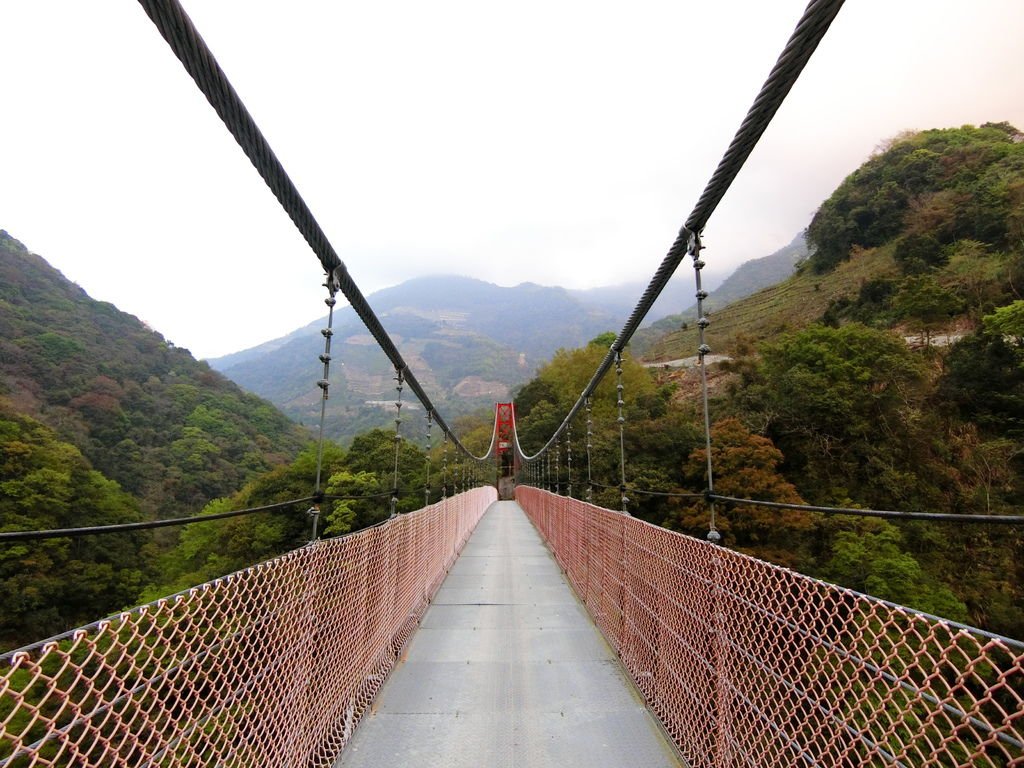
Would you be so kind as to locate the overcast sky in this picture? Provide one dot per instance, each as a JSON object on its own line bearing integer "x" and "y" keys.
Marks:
{"x": 556, "y": 142}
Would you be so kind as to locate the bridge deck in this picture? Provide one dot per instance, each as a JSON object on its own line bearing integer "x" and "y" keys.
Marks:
{"x": 507, "y": 669}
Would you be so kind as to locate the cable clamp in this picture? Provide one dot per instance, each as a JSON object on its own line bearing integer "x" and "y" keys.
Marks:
{"x": 694, "y": 246}
{"x": 333, "y": 282}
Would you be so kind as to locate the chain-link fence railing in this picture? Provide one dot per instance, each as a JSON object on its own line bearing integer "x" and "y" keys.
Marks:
{"x": 749, "y": 664}
{"x": 272, "y": 666}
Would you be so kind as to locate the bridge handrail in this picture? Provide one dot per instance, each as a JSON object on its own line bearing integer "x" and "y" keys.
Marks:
{"x": 749, "y": 663}
{"x": 270, "y": 666}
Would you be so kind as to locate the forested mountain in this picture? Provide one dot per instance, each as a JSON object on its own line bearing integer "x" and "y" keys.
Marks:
{"x": 468, "y": 341}
{"x": 171, "y": 431}
{"x": 102, "y": 422}
{"x": 749, "y": 278}
{"x": 888, "y": 373}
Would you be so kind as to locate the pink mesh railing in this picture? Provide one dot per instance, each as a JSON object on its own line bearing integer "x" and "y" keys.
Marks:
{"x": 748, "y": 664}
{"x": 272, "y": 666}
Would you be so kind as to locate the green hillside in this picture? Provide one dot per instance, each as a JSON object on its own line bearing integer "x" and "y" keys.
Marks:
{"x": 888, "y": 374}
{"x": 167, "y": 428}
{"x": 926, "y": 236}
{"x": 468, "y": 341}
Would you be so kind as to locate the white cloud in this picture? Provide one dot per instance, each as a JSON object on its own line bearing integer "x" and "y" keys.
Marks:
{"x": 557, "y": 142}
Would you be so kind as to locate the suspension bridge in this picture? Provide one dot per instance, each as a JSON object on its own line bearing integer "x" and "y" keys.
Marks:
{"x": 538, "y": 630}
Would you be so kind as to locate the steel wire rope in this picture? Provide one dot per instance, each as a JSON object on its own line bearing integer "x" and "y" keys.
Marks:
{"x": 182, "y": 37}
{"x": 805, "y": 39}
{"x": 122, "y": 527}
{"x": 887, "y": 513}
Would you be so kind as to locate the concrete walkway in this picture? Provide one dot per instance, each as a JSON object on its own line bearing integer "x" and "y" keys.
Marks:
{"x": 507, "y": 670}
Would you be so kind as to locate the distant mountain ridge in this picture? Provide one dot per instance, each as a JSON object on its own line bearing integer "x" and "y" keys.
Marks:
{"x": 749, "y": 278}
{"x": 172, "y": 432}
{"x": 467, "y": 340}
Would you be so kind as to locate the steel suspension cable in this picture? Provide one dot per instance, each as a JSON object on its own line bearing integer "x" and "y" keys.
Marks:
{"x": 124, "y": 527}
{"x": 177, "y": 29}
{"x": 805, "y": 39}
{"x": 886, "y": 513}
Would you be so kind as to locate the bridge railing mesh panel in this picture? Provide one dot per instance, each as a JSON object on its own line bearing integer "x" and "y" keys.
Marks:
{"x": 749, "y": 664}
{"x": 272, "y": 666}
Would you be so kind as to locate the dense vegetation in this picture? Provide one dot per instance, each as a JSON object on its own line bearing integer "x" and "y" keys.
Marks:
{"x": 51, "y": 585}
{"x": 102, "y": 421}
{"x": 450, "y": 329}
{"x": 172, "y": 432}
{"x": 889, "y": 373}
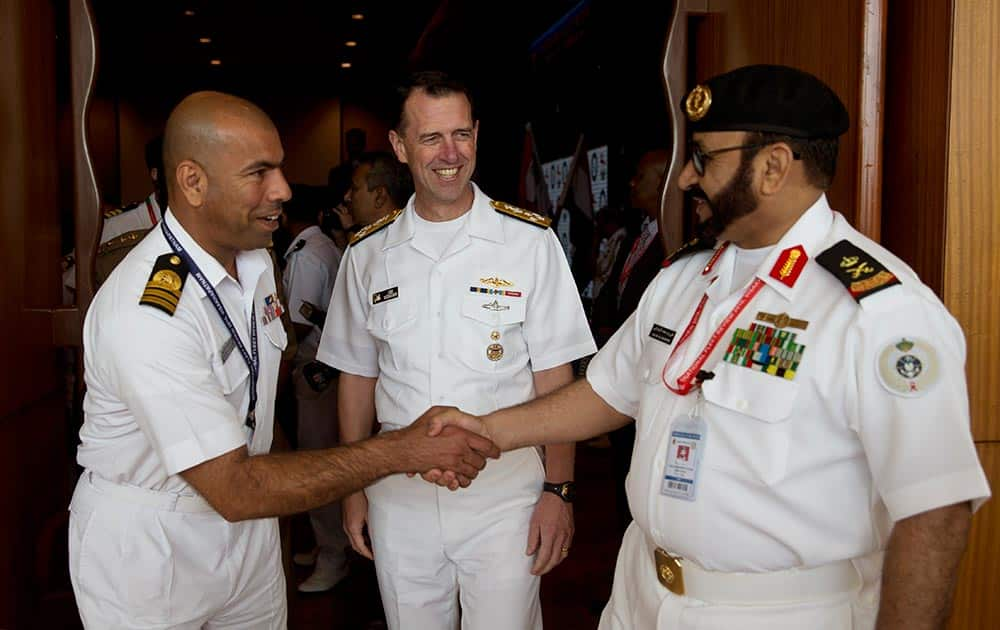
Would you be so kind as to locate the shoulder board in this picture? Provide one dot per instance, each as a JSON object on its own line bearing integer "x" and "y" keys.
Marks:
{"x": 163, "y": 289}
{"x": 521, "y": 214}
{"x": 122, "y": 240}
{"x": 117, "y": 211}
{"x": 856, "y": 270}
{"x": 691, "y": 247}
{"x": 371, "y": 228}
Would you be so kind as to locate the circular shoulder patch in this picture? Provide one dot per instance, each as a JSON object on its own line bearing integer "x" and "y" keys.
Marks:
{"x": 908, "y": 367}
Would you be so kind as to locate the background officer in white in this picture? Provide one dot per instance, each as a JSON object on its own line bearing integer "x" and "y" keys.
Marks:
{"x": 171, "y": 523}
{"x": 311, "y": 264}
{"x": 802, "y": 413}
{"x": 455, "y": 301}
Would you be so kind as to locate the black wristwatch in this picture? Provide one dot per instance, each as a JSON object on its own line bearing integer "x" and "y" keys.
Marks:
{"x": 565, "y": 490}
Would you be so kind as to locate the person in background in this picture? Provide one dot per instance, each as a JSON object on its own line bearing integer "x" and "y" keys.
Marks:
{"x": 637, "y": 262}
{"x": 123, "y": 228}
{"x": 311, "y": 264}
{"x": 172, "y": 522}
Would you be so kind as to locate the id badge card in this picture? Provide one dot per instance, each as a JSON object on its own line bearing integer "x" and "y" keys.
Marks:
{"x": 684, "y": 453}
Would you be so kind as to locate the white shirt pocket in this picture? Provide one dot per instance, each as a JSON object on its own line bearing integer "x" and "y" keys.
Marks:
{"x": 390, "y": 322}
{"x": 489, "y": 336}
{"x": 748, "y": 412}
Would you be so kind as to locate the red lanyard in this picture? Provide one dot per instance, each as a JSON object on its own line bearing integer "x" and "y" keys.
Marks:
{"x": 686, "y": 380}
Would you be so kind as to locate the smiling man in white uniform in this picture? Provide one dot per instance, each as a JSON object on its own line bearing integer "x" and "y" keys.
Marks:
{"x": 171, "y": 523}
{"x": 455, "y": 300}
{"x": 800, "y": 399}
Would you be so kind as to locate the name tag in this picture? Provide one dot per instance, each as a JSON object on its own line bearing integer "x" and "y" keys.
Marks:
{"x": 388, "y": 294}
{"x": 661, "y": 333}
{"x": 684, "y": 452}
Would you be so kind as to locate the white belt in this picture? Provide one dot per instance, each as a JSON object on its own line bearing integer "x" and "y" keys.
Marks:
{"x": 98, "y": 487}
{"x": 772, "y": 587}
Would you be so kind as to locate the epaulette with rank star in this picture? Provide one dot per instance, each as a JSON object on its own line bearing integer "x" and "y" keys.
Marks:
{"x": 856, "y": 270}
{"x": 165, "y": 284}
{"x": 371, "y": 228}
{"x": 521, "y": 214}
{"x": 115, "y": 212}
{"x": 691, "y": 247}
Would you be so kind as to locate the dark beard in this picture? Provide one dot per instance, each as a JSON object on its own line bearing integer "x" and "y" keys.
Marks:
{"x": 732, "y": 202}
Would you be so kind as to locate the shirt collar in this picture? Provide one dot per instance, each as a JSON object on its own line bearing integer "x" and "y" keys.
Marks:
{"x": 302, "y": 236}
{"x": 805, "y": 235}
{"x": 484, "y": 222}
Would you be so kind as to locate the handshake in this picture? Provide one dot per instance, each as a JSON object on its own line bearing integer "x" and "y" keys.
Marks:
{"x": 445, "y": 446}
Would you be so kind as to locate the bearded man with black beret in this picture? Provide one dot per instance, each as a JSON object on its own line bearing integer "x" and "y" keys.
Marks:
{"x": 803, "y": 453}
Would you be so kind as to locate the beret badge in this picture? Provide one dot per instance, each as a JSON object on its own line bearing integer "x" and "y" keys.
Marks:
{"x": 698, "y": 102}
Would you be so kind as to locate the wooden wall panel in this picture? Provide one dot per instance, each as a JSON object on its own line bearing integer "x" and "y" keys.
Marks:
{"x": 976, "y": 604}
{"x": 972, "y": 249}
{"x": 33, "y": 435}
{"x": 824, "y": 38}
{"x": 916, "y": 135}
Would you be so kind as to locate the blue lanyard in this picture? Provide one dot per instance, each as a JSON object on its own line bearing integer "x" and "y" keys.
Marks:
{"x": 252, "y": 358}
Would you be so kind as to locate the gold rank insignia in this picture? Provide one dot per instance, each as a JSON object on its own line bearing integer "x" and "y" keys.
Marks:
{"x": 521, "y": 214}
{"x": 858, "y": 271}
{"x": 122, "y": 240}
{"x": 698, "y": 102}
{"x": 165, "y": 284}
{"x": 782, "y": 320}
{"x": 370, "y": 229}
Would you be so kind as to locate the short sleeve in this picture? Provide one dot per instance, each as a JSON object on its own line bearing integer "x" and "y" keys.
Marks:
{"x": 613, "y": 373}
{"x": 171, "y": 390}
{"x": 555, "y": 326}
{"x": 346, "y": 343}
{"x": 912, "y": 411}
{"x": 307, "y": 280}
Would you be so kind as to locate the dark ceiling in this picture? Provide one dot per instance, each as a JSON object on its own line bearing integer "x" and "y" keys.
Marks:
{"x": 296, "y": 47}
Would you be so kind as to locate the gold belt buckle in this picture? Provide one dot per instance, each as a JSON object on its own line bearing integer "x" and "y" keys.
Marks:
{"x": 669, "y": 572}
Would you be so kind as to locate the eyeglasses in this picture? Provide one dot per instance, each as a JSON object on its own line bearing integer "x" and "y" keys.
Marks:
{"x": 699, "y": 158}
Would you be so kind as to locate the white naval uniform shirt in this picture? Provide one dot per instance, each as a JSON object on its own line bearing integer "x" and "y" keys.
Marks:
{"x": 309, "y": 274}
{"x": 501, "y": 281}
{"x": 800, "y": 472}
{"x": 165, "y": 393}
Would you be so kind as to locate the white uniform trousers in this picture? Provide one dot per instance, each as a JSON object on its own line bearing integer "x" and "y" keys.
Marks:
{"x": 435, "y": 548}
{"x": 143, "y": 559}
{"x": 318, "y": 428}
{"x": 638, "y": 600}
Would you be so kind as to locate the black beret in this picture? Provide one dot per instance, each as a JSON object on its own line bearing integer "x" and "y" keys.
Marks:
{"x": 772, "y": 99}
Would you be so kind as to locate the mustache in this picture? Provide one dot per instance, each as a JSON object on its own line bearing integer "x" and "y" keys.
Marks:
{"x": 696, "y": 193}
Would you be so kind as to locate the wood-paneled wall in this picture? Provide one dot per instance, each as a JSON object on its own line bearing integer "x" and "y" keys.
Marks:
{"x": 915, "y": 161}
{"x": 34, "y": 464}
{"x": 972, "y": 276}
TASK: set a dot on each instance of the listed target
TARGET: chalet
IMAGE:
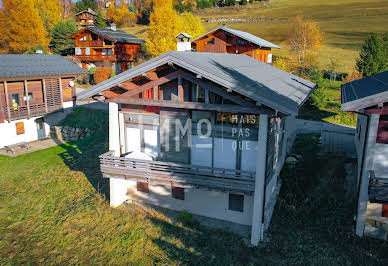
(202, 132)
(101, 47)
(227, 40)
(86, 18)
(368, 97)
(32, 87)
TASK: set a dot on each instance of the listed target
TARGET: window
(382, 131)
(236, 202)
(178, 193)
(19, 128)
(142, 187)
+ + + + + + +
* [Required action]
Scan the records above for the word "cable" and return every line where it occurs.

* [Problem solution]
Would you be so kind as to locate the cable clamp in this picture? Provide one dot per instance, each as a JSON object on its own line bearing integer "x" and "y" keys.
Would you be so kind as to locate the steel suspension cable in this picture? Provide one dot per instance, each as a JSON object on its own line bearing integer "x" and "y" keys.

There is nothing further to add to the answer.